── Material provided
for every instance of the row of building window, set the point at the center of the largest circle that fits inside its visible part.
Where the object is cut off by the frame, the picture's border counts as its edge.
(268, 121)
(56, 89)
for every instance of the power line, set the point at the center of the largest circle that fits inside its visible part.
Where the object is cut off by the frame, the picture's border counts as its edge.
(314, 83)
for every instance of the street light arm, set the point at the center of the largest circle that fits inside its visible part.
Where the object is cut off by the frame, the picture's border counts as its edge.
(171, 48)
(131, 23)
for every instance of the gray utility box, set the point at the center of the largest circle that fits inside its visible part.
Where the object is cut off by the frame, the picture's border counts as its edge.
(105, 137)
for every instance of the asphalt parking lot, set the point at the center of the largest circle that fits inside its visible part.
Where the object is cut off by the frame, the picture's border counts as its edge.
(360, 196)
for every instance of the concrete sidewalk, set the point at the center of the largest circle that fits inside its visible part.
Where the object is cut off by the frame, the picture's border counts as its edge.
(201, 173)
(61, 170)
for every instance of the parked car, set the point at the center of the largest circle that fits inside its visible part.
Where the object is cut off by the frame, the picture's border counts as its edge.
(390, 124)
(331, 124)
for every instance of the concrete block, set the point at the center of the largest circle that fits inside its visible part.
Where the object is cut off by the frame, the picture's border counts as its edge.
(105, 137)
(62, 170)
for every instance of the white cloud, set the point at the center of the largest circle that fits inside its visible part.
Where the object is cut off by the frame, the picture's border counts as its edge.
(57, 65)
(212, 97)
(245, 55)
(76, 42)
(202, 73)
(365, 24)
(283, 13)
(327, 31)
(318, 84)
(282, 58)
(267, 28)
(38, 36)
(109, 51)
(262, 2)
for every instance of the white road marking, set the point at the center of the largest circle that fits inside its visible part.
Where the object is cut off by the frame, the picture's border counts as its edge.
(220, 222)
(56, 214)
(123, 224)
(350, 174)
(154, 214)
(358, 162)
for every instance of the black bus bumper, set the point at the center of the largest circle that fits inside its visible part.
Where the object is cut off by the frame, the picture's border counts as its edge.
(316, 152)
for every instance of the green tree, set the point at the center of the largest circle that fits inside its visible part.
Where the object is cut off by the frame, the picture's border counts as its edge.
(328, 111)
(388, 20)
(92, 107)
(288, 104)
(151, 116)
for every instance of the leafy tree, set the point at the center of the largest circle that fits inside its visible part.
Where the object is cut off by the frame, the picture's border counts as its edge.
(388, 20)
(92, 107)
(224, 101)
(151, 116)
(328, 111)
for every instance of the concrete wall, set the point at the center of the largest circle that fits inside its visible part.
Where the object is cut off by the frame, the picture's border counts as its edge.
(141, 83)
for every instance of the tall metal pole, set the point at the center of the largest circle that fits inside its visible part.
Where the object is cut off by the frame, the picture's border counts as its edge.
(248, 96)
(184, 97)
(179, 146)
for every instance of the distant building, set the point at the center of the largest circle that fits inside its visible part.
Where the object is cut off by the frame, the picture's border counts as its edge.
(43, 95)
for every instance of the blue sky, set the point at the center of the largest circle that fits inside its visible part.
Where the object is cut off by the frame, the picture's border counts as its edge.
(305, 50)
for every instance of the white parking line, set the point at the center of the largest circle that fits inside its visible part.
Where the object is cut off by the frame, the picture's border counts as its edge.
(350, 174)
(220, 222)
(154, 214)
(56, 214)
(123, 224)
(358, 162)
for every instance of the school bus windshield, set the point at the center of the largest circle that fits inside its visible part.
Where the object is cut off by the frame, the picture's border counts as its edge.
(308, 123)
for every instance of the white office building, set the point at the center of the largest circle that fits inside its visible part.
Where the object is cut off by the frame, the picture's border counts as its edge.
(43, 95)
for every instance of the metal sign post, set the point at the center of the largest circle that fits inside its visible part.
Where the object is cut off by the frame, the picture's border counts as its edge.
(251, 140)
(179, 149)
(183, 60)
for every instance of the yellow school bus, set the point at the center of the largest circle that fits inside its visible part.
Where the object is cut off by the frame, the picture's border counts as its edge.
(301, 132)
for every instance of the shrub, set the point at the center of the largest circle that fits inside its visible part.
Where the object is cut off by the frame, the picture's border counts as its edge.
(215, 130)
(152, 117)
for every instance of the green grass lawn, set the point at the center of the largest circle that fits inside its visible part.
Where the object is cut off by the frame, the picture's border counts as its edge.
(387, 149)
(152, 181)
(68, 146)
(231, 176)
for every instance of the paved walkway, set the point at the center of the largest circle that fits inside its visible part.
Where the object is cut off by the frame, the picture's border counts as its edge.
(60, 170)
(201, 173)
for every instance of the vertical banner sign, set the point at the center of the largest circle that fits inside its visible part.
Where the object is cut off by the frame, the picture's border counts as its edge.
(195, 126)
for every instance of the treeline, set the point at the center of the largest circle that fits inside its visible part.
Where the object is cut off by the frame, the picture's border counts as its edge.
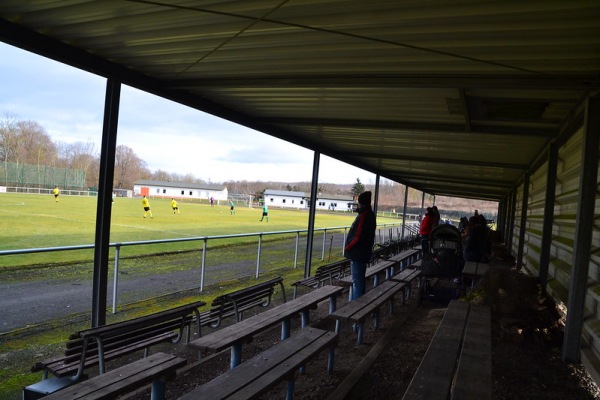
(27, 142)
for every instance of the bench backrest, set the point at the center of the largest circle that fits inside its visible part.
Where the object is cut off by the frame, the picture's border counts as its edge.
(335, 270)
(94, 346)
(237, 301)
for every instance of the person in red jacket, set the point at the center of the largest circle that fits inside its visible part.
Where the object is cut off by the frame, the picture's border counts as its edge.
(359, 243)
(427, 224)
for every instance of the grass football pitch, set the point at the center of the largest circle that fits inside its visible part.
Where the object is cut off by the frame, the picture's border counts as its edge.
(32, 221)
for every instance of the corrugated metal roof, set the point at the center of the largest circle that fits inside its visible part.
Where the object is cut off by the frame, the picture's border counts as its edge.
(455, 98)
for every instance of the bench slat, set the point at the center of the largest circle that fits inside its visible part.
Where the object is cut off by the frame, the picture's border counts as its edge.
(254, 377)
(244, 330)
(474, 375)
(123, 379)
(433, 378)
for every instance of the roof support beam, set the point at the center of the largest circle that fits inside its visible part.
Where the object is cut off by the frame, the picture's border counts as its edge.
(398, 81)
(405, 126)
(582, 245)
(104, 207)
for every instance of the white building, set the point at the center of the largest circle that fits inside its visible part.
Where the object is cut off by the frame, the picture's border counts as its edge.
(179, 190)
(301, 200)
(334, 202)
(285, 199)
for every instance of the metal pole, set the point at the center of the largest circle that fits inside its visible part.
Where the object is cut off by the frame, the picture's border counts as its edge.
(584, 222)
(203, 268)
(404, 209)
(258, 255)
(116, 278)
(311, 214)
(104, 203)
(323, 246)
(296, 251)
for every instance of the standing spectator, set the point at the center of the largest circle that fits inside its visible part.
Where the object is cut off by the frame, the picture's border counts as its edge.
(174, 206)
(436, 216)
(359, 243)
(427, 224)
(146, 205)
(265, 212)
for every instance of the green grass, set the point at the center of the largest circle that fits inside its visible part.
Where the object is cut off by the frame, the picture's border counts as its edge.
(37, 221)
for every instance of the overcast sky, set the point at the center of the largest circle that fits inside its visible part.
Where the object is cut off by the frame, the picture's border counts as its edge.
(69, 104)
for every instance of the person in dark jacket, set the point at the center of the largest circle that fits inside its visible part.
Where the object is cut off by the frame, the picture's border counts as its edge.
(359, 243)
(427, 225)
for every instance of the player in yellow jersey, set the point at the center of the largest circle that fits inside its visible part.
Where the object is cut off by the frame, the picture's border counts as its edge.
(146, 205)
(174, 206)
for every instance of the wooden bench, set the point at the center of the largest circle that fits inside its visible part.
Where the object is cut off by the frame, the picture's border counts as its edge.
(255, 376)
(458, 362)
(473, 271)
(406, 258)
(235, 335)
(407, 276)
(236, 302)
(325, 274)
(356, 311)
(96, 346)
(156, 368)
(375, 272)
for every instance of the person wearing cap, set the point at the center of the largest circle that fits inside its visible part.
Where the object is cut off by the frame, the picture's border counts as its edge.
(359, 243)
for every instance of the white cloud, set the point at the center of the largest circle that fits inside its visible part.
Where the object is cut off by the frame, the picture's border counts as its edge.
(69, 104)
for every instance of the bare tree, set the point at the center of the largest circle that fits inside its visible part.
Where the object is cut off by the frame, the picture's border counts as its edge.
(128, 167)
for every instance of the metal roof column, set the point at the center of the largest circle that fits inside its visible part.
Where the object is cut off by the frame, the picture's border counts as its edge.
(103, 211)
(511, 220)
(586, 202)
(523, 223)
(311, 214)
(548, 213)
(404, 211)
(376, 194)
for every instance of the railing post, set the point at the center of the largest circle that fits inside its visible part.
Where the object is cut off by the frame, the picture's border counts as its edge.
────
▶ What you are asked to do: Beginning at the line with "for every instance of the overcast" and stopping after the line with "for every instance of the person in dark", please write out every line of the data above exactly and nothing else.

▶ Task answer:
for every instance of the overcast sky, set the point at the center of the largest circle that fits inside its visible part.
Where the object is cut off by the frame, the picture's border counts as its edge.
(69, 104)
for every instance of the person in dark jacket, set the point at the center of the largest circle that fits inside its visible part.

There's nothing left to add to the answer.